What needs to be done: Whatever the records say, give every one of them again exactly.

____ Supplied records

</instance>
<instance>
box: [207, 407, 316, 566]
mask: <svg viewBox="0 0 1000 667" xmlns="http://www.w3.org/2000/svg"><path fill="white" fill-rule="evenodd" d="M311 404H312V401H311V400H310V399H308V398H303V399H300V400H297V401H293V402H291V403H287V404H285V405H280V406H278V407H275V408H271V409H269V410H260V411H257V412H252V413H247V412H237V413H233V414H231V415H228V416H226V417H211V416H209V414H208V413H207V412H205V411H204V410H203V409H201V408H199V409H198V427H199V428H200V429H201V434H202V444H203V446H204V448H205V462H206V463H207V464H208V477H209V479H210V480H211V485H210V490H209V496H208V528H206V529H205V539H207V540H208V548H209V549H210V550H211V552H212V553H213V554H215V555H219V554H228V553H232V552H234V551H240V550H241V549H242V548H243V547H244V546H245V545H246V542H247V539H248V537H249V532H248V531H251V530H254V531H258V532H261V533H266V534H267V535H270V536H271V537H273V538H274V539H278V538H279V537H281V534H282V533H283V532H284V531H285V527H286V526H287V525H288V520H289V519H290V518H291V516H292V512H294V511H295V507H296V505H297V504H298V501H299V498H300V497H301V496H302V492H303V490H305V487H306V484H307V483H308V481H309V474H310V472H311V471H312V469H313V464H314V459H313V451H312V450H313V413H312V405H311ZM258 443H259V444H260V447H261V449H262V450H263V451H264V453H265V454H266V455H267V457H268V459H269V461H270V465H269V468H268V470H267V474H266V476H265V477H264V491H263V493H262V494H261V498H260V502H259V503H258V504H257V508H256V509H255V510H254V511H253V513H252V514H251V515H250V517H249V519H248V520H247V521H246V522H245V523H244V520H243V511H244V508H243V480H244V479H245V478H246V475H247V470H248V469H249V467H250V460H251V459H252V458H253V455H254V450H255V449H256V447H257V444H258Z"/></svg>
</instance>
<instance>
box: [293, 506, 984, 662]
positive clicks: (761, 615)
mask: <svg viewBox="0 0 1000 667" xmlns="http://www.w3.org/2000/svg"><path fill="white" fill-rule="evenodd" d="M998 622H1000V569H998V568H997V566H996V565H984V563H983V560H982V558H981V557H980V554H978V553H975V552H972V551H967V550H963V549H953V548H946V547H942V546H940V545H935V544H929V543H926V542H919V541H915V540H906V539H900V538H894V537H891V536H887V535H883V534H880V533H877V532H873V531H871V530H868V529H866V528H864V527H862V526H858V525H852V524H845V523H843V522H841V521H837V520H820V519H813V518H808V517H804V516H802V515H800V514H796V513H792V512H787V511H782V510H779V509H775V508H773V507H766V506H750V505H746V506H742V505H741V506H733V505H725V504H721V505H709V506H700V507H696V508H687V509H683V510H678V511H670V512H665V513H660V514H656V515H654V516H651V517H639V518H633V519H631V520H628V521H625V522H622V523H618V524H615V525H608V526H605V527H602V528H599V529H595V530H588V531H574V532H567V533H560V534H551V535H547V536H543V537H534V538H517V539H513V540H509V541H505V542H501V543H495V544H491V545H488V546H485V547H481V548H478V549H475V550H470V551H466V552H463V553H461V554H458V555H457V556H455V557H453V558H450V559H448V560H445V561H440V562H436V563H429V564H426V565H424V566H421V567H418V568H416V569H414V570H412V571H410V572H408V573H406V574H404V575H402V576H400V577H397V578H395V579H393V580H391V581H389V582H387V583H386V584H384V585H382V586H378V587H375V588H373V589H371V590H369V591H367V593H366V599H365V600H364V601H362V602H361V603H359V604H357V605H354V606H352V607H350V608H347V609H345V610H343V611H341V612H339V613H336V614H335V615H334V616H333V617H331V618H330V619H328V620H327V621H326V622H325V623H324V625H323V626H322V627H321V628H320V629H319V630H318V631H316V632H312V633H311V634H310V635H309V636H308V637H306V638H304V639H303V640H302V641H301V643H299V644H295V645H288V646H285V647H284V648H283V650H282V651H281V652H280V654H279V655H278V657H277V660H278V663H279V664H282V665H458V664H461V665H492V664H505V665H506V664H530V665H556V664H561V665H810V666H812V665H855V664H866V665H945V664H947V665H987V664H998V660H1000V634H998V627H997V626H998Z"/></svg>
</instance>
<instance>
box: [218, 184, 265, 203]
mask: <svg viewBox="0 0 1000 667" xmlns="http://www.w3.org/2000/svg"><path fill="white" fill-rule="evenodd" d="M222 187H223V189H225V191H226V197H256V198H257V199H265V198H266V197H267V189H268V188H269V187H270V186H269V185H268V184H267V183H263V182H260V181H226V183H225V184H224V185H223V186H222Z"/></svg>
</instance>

________

Response to this exercise:
</instance>
<instance>
box: [207, 407, 316, 566]
mask: <svg viewBox="0 0 1000 667" xmlns="http://www.w3.org/2000/svg"><path fill="white" fill-rule="evenodd" d="M311 404H312V401H311V400H310V399H308V398H303V399H300V400H297V401H293V402H291V403H287V404H285V405H280V406H278V407H275V408H271V409H269V410H260V411H257V412H252V413H247V412H237V413H233V414H231V415H228V416H226V417H211V416H209V414H208V413H207V412H205V411H204V410H203V409H201V408H199V409H198V427H199V428H200V429H201V434H202V444H203V446H204V448H205V462H206V463H207V464H208V477H209V479H210V480H211V485H210V490H209V496H208V528H206V529H205V539H207V540H208V548H209V549H210V550H211V552H212V553H213V554H215V555H219V554H228V553H232V552H234V551H240V550H241V549H242V548H243V547H244V546H245V545H246V542H247V539H248V537H249V532H248V531H251V530H254V531H258V532H261V533H266V534H267V535H270V536H271V537H273V538H274V539H278V538H279V537H281V534H282V533H283V532H284V531H285V527H286V526H287V525H288V520H289V519H290V518H291V516H292V512H294V511H295V507H296V505H297V504H298V501H299V498H300V497H301V496H302V492H303V490H305V487H306V484H307V483H308V481H309V474H310V472H311V471H312V469H313V464H314V459H313V451H312V450H313V413H312V405H311ZM258 443H259V444H260V447H261V449H262V450H263V451H264V453H265V454H266V455H267V457H268V459H269V461H270V465H269V468H268V470H267V474H266V476H265V477H264V491H263V493H262V494H261V498H260V502H259V503H258V504H257V508H256V509H255V510H254V511H253V513H252V514H251V515H250V517H249V519H248V520H247V521H246V522H245V523H244V520H243V511H244V508H243V480H244V479H245V478H246V475H247V470H248V469H249V467H250V460H251V459H252V458H253V455H254V450H255V449H256V447H257V444H258Z"/></svg>
</instance>
<instance>
box: [293, 506, 984, 662]
positive clicks: (761, 615)
mask: <svg viewBox="0 0 1000 667" xmlns="http://www.w3.org/2000/svg"><path fill="white" fill-rule="evenodd" d="M998 622H1000V569H998V568H997V566H996V565H984V563H983V560H982V558H981V557H980V554H978V553H975V552H972V551H967V550H963V549H953V548H946V547H942V546H940V545H935V544H929V543H926V542H919V541H915V540H906V539H900V538H894V537H891V536H887V535H883V534H880V533H877V532H873V531H871V530H868V529H866V528H864V527H862V526H858V525H852V524H845V523H843V522H841V521H837V520H820V519H813V518H808V517H804V516H802V515H800V514H796V513H792V512H787V511H782V510H779V509H775V508H773V507H766V506H750V505H746V506H742V505H741V506H733V505H725V504H721V505H709V506H700V507H696V508H687V509H683V510H678V511H670V512H665V513H660V514H656V515H654V516H651V517H639V518H633V519H631V520H628V521H625V522H622V523H618V524H615V525H608V526H605V527H602V528H599V529H595V530H588V531H574V532H567V533H560V534H551V535H547V536H543V537H534V538H517V539H513V540H509V541H505V542H501V543H495V544H491V545H488V546H485V547H481V548H478V549H475V550H470V551H466V552H463V553H461V554H458V555H457V556H455V557H453V558H450V559H448V560H445V561H440V562H436V563H429V564H426V565H424V566H421V567H418V568H416V569H414V570H412V571H410V572H408V573H406V574H404V575H402V576H400V577H397V578H395V579H393V580H391V581H389V582H387V583H386V584H384V585H382V586H378V587H375V588H373V589H371V590H369V591H367V593H366V599H365V600H364V601H362V602H361V603H359V604H357V605H354V606H352V607H350V608H347V609H345V610H343V611H341V612H339V613H336V614H335V615H334V616H333V617H331V618H330V619H328V620H327V621H326V622H325V623H324V625H323V626H322V627H321V628H320V629H319V630H318V631H316V632H312V633H311V634H310V635H309V636H308V637H306V638H304V639H303V640H302V641H301V643H299V644H295V645H288V646H285V647H284V648H283V650H282V651H281V652H280V654H279V655H278V657H277V660H278V663H279V664H282V665H458V664H461V665H492V664H505V665H506V664H530V665H556V664H561V665H810V666H812V665H855V664H866V665H945V664H947V665H987V664H998V660H1000V634H998V627H997V626H998Z"/></svg>
</instance>
<instance>
box: [218, 184, 265, 203]
mask: <svg viewBox="0 0 1000 667" xmlns="http://www.w3.org/2000/svg"><path fill="white" fill-rule="evenodd" d="M222 187H223V189H225V191H226V197H256V198H257V199H265V198H266V197H267V189H268V188H269V187H270V186H269V185H268V184H267V183H263V182H260V181H226V183H225V184H224V185H223V186H222Z"/></svg>
</instance>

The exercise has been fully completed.